Entradas de datos:
------

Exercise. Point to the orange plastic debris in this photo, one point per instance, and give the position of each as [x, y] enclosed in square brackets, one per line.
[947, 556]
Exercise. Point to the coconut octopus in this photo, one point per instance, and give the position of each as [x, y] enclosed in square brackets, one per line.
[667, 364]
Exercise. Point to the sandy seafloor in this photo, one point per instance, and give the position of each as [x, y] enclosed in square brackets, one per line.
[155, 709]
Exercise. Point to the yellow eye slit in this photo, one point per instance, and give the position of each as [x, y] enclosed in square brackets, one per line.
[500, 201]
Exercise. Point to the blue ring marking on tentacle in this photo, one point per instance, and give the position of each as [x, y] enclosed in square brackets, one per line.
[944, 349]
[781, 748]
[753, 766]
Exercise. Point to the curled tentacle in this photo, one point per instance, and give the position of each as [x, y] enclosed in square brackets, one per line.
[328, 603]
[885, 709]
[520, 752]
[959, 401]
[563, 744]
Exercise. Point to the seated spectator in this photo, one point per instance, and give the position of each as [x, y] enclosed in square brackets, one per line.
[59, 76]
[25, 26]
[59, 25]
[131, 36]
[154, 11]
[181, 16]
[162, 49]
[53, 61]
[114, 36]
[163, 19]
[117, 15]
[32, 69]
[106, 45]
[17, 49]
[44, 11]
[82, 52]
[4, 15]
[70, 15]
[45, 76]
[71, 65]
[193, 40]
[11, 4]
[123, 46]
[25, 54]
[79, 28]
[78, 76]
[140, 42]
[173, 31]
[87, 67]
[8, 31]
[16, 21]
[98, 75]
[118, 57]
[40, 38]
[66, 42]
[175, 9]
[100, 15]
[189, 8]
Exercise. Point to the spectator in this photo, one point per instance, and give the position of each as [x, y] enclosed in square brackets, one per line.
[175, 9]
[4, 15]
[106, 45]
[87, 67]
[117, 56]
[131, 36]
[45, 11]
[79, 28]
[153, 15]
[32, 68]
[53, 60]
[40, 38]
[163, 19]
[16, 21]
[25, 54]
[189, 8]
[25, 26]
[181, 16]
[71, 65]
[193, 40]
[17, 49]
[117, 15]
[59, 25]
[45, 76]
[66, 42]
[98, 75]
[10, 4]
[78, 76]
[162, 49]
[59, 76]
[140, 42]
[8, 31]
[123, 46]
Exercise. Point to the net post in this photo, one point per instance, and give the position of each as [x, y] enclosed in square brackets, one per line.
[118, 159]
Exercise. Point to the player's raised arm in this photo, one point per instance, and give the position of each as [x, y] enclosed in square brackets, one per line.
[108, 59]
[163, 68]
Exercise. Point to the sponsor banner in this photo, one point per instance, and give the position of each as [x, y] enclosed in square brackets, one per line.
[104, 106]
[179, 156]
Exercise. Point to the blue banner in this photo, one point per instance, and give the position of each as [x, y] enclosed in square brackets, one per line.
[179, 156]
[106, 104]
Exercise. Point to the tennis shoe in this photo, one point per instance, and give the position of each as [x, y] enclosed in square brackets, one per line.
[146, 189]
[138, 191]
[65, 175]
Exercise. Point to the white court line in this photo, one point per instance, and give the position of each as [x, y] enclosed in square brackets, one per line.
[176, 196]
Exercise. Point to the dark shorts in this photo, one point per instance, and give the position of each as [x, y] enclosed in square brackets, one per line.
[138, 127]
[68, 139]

------

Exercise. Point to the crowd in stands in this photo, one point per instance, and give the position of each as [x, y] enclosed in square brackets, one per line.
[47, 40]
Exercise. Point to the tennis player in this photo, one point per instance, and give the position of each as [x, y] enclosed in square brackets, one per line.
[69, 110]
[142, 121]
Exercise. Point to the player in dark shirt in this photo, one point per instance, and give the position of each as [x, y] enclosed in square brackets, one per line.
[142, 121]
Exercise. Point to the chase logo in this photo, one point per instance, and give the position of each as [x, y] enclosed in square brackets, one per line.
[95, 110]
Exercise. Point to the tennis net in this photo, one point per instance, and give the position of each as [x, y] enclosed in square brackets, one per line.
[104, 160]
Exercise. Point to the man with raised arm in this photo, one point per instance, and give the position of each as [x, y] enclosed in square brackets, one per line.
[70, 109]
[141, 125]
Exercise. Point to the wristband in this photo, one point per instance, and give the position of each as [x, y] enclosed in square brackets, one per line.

------

* [Enunciado del problema]: Localiza en las entradas cada línea donde aparezca la palabra "shorts". Copia esas líneas.

* [Solución]:
Exercise. Point to the dark shorts in this photo, one point per instance, and give the position of each as [x, y] enclosed in square brackets, one per line.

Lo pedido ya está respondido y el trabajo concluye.